TEXT BLOCK:
*-*-*
45 g of ethylene glycol ($C_2H_6O_2$) is mixed with 600 g of water. Calculate the depression in freezing point.

($K_f$ for water = $1.86\, K\, kg\, mol^{-1}$)

2.25 K

The correct answer is Option (1) → 2.25 K

Core Concept:

Depression in freezing point:

ΔTf = i Kf m

For non-electrolyte → i = 1

Step 1: Molar mass of ethylene glycol

C₂H₆O₂ = 2(12) + 6(1) + 2(16)

= 24 + 6 + 32

= 62 g/mol

Step 2: Moles of solute

$n = \frac{m}{M}$

• $m$: Mass of the substance (grams)
• $M$: Molar mass of the substance (g/mol)

$= 45 / 62$

$= 0.726 \text{ mol}$

Step 3: Mass of solvent in kg

$600 \text{ g} = 0.6 \text{ kg}$

Step 4: Molality

$\text{Molality } (m) = \frac{\text{Moles of Solute}}{\text{Mass of Solvent in kg}}$

Alternative Formula (if mass of solvent is in grams):

$m = \frac{\text{Moles of Solute}}{\text{Mass of Solvent in g}} \times 1000$

$m = 0.726 / 0.6$

$= 1.21 \text{ mol/kg}$

Step 5: Depression in Freezing Point

$\Delta T_f = 1 \times 1.86 \times 1.21$

$= 2.25 \text{ K}$
*-*-*
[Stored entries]
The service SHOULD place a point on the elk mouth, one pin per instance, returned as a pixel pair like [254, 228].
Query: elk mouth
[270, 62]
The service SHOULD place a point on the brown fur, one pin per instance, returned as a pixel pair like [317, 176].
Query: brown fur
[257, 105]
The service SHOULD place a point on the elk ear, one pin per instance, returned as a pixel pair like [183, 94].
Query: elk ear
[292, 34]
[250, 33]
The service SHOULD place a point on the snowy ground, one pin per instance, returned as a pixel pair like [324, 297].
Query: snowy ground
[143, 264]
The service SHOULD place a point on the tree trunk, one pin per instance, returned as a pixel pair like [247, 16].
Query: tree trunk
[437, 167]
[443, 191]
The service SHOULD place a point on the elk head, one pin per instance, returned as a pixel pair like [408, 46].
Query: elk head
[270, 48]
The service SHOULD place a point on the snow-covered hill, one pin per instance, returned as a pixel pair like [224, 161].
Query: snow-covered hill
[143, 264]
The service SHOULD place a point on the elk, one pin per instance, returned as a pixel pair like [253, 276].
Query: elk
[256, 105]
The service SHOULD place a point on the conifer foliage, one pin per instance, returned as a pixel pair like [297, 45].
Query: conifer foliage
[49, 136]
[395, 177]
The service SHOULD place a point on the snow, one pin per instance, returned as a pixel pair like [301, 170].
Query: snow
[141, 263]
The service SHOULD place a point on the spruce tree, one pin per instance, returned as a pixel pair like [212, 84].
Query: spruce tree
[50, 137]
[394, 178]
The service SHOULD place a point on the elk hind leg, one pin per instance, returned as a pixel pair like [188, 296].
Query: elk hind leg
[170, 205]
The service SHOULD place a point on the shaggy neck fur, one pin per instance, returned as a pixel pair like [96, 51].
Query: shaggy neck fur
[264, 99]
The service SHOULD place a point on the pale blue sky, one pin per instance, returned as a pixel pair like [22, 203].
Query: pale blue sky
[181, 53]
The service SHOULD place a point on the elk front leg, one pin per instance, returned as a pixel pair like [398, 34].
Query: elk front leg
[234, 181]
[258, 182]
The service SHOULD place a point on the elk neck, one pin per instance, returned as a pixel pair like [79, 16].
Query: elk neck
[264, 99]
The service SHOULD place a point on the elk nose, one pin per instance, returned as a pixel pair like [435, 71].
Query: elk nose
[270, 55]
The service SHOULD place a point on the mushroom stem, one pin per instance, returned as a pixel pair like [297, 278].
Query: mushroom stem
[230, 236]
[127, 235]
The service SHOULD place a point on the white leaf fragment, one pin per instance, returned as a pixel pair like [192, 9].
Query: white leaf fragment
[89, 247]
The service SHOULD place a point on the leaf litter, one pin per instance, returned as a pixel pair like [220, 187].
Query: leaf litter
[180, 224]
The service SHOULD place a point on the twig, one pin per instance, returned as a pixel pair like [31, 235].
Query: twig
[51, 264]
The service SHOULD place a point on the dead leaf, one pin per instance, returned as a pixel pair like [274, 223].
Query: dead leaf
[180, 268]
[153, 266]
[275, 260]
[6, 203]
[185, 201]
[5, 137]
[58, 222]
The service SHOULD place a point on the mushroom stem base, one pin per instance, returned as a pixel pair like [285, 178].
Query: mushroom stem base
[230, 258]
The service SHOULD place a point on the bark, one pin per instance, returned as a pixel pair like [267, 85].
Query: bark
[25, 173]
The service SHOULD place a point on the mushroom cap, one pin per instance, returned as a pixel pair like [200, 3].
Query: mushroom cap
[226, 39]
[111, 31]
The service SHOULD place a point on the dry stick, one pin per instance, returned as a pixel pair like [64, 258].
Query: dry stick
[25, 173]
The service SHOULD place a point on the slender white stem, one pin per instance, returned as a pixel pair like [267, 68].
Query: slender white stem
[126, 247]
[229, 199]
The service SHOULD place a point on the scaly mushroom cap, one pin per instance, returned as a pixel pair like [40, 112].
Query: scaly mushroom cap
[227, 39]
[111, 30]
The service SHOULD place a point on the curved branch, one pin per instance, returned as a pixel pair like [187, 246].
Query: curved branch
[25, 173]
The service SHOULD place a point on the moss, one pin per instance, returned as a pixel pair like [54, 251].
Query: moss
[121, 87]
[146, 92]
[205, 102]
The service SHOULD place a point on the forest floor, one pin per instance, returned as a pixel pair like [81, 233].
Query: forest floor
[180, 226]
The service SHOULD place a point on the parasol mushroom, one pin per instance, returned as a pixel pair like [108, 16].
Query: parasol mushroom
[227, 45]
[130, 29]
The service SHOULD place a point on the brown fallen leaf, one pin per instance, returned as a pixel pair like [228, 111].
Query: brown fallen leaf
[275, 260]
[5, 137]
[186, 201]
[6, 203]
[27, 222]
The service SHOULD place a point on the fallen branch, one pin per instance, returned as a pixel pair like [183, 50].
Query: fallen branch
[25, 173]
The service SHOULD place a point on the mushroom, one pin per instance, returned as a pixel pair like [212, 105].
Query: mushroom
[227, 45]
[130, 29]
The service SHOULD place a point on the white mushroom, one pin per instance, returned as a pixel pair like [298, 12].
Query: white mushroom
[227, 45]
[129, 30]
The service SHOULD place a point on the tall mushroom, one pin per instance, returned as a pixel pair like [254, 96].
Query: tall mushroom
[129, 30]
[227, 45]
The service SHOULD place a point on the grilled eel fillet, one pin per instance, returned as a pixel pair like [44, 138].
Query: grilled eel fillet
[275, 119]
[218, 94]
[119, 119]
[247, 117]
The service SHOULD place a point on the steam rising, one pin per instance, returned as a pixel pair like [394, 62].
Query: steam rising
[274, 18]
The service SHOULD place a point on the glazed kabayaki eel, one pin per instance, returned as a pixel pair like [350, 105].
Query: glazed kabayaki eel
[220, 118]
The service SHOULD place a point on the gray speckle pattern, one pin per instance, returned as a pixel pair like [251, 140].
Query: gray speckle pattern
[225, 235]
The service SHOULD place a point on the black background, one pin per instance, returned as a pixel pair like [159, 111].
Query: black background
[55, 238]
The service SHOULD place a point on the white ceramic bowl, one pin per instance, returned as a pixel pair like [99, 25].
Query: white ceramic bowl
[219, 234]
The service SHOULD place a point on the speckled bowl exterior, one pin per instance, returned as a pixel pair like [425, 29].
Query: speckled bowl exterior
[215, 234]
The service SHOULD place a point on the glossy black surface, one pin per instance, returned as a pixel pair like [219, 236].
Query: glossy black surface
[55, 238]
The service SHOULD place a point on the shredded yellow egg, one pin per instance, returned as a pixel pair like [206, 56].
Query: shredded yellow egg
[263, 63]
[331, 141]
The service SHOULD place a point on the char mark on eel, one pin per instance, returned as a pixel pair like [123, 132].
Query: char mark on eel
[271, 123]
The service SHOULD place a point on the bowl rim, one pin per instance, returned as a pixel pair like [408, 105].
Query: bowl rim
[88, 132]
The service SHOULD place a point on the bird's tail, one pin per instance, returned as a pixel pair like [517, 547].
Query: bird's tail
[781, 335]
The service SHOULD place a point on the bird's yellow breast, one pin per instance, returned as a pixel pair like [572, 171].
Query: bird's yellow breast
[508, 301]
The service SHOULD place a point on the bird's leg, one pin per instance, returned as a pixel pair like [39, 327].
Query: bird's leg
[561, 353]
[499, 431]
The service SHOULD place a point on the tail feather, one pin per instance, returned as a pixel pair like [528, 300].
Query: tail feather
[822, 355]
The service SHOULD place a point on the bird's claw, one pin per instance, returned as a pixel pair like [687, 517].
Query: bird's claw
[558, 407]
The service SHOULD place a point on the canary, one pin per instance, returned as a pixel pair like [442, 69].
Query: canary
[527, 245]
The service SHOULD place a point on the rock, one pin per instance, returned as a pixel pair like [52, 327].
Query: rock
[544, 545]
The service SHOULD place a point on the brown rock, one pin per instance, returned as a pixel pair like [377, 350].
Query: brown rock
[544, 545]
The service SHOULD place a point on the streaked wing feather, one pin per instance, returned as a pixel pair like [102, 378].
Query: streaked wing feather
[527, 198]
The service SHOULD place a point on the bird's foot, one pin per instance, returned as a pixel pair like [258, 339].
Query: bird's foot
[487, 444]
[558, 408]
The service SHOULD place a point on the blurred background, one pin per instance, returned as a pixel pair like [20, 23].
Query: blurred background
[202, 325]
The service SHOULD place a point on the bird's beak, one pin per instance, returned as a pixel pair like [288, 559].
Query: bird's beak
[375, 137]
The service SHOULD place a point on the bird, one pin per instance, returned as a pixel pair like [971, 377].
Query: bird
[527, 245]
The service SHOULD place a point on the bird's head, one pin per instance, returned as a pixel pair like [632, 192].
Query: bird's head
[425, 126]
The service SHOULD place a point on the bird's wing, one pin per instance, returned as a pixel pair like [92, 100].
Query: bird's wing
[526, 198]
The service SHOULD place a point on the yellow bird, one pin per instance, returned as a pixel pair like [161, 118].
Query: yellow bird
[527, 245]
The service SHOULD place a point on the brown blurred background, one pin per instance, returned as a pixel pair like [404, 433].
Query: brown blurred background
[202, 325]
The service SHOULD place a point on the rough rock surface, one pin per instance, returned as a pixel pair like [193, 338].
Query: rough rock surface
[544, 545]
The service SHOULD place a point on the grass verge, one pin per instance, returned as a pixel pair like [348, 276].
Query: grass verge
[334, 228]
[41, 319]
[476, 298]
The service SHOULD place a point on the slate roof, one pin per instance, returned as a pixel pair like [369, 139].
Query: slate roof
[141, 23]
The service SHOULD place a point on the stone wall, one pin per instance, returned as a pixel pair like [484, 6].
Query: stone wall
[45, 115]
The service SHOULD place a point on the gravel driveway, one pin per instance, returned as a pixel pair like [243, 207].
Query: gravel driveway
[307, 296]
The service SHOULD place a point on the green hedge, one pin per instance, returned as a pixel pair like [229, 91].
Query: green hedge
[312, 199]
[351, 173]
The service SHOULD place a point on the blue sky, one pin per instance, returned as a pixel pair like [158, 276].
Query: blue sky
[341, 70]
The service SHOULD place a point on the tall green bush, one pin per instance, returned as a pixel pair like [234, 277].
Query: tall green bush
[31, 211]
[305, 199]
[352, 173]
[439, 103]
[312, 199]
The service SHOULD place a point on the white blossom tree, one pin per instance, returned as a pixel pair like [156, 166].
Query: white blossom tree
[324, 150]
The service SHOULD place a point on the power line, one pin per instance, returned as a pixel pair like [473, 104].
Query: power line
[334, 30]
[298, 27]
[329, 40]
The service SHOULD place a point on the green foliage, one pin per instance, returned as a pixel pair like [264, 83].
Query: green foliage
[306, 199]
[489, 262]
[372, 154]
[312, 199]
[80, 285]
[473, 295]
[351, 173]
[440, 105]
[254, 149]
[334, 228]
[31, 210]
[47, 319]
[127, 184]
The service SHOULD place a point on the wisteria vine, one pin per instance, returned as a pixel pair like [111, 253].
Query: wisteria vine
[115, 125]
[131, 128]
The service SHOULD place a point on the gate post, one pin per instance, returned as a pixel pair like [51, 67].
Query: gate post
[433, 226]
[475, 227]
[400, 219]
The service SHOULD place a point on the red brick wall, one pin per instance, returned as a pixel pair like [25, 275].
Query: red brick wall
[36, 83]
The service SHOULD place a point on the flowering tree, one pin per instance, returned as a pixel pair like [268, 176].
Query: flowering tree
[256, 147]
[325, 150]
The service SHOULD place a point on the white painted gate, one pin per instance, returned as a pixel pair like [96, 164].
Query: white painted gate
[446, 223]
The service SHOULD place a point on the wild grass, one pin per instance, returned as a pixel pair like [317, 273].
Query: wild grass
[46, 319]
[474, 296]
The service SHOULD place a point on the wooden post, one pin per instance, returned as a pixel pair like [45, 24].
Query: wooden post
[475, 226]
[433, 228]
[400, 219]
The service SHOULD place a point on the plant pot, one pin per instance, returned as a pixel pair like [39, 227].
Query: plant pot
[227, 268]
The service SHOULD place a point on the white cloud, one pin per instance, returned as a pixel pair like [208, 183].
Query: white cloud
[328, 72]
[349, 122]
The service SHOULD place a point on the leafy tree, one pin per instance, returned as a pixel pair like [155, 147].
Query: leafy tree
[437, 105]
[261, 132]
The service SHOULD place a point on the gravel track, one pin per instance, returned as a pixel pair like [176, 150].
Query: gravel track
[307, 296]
*-*-*
TASK SET:
• 1. From the freezing-point solution, return the stretch from "The correct answer" through "6(1) + 2(16)".
• 2. List every step heading in the freezing-point solution, in order.

ANSWERS GIVEN:
• 1.
The correct answer is Option (1) → 2.25 K

Core Concept:

Depression in freezing point:

ΔTf = i Kf m

For non-electrolyte → i = 1

Step 1: Molar mass of ethylene glycol

C₂H₆O₂ = 2(12) + 6(1) + 2(16)

• 2.
Step 1: Molar mass of ethylene glycol
Step 2: Moles of solute
Step 3: Mass of solvent in kg
Step 4: Molality
Step 5: Depression in Freezing Point